Task prompt: What follows is a block of records; reproduce all of it verbatim.

Stored items from a collection
========================

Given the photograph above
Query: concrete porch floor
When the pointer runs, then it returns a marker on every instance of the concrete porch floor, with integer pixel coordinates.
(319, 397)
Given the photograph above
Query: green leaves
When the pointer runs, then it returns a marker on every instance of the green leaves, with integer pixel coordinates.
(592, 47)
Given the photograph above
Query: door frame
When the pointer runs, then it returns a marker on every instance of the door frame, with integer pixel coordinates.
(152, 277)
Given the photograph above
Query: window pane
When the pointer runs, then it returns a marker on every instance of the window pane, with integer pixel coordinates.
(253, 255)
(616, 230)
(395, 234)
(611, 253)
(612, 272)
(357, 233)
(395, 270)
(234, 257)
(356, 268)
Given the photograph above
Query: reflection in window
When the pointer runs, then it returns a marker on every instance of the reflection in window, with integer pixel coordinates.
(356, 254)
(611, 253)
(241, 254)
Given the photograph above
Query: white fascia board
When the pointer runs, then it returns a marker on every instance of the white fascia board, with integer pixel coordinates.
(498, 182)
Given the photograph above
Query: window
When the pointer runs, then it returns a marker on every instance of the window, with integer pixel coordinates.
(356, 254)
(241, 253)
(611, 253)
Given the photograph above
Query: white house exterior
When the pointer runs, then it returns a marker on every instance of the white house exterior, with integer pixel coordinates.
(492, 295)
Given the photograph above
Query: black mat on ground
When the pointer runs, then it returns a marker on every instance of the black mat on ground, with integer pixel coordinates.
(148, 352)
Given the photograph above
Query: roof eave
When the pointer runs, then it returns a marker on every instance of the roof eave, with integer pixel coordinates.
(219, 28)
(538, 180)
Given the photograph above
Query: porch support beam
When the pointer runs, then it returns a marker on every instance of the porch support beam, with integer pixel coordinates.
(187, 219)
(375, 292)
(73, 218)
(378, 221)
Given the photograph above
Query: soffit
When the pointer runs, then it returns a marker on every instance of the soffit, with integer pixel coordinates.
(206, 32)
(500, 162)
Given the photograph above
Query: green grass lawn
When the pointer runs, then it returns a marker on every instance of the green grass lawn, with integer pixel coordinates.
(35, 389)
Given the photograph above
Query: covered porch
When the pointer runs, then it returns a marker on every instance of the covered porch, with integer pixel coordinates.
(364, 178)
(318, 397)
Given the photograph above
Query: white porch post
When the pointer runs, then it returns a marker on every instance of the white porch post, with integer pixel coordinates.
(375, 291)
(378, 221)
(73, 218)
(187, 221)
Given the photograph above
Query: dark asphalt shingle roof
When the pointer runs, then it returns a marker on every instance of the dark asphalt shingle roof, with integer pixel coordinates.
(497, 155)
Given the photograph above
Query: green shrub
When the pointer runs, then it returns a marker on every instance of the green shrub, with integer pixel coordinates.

========================

Response to the exercise:
Given the photograph above
Query: concrete porch floor
When the pointer runs, then it returns a marker on every instance of the concrete porch floor, with integer pixel coordinates.
(319, 397)
Given the photograph above
Query: green leaves
When the pointer runs, then it returns a marker on every instance of the green leaves, with integer pixel coordinates.
(592, 47)
Given the photograph above
Query: door frame
When the pointer runs, then it returns a marker on every instance of the door frame, with integer pixel coordinates.
(152, 277)
Given the photograph above
Query: window pane
When the pointer runs, then it returns a marker on every instance of the window pane, with integer pixel coordinates.
(253, 255)
(616, 230)
(395, 234)
(611, 253)
(612, 272)
(357, 233)
(395, 270)
(234, 257)
(356, 268)
Given the photograph above
Query: reflection in window
When the pointer runs, then it returns a marker on every instance of the reflection in window, with integer pixel coordinates.
(356, 254)
(611, 253)
(241, 254)
Given the photograph above
Query: white fascia board
When the pointer runs, then it returns a marker on every instance of the white fascia board, with integer pixel coordinates.
(498, 182)
Given the photograph above
Query: window
When the pointer runs, then it returns a marker on every instance of the window, with integer pixel coordinates.
(356, 254)
(241, 253)
(611, 253)
Given the photograph above
Query: white house exterior
When the pointer runs, then it returns a marker on every instance of the white house exterior, with integer pixel coordinates.
(492, 295)
Given the photograph above
Query: black mat on ground
When the pointer runs, then it returns a marker on every instance of the black mat on ground, with integer pixel coordinates.
(148, 352)
Given the photograph above
Query: roof eave
When the pointer runs, then it returns a marker on every instance of the roof eave, with integer pixel coordinates.
(219, 28)
(538, 180)
Given the photograph above
Query: porch support beam
When the pointer runs, then it returns a marker on every instance of the porch support beam, with integer pixel coordinates.
(187, 219)
(375, 292)
(73, 218)
(378, 221)
Given the photograph above
Query: soffit
When the pointer runs, then it returns a marker on every instance of the soffit, with integer pixel coordinates.
(206, 32)
(500, 162)
Given the photograph above
Query: green grass lawn
When the pointer runs, then it returns a marker on every instance of the green grass lawn, with integer pixel coordinates.
(35, 389)
Given the photograph above
Query: covered porch
When the pointer runs, then it returns a marker on every instance of the covered porch, with integer pixel coordinates.
(364, 178)
(318, 397)
Given the photograph above
Query: white porch post
When the pointer runs, then it returns a marker on every instance of the white porch post, with integer pixel coordinates.
(375, 291)
(378, 221)
(73, 218)
(187, 221)
Given the photograph above
Query: dark asphalt shingle roof
When the pointer runs, then it returns a marker on every instance of the dark asphalt shingle roof, with integer pixel coordinates.
(497, 155)
Given the photograph above
Query: green shrub
When the pointer runs, then it returns a marker on every instance of the green shrub, with integer pixel coordinates.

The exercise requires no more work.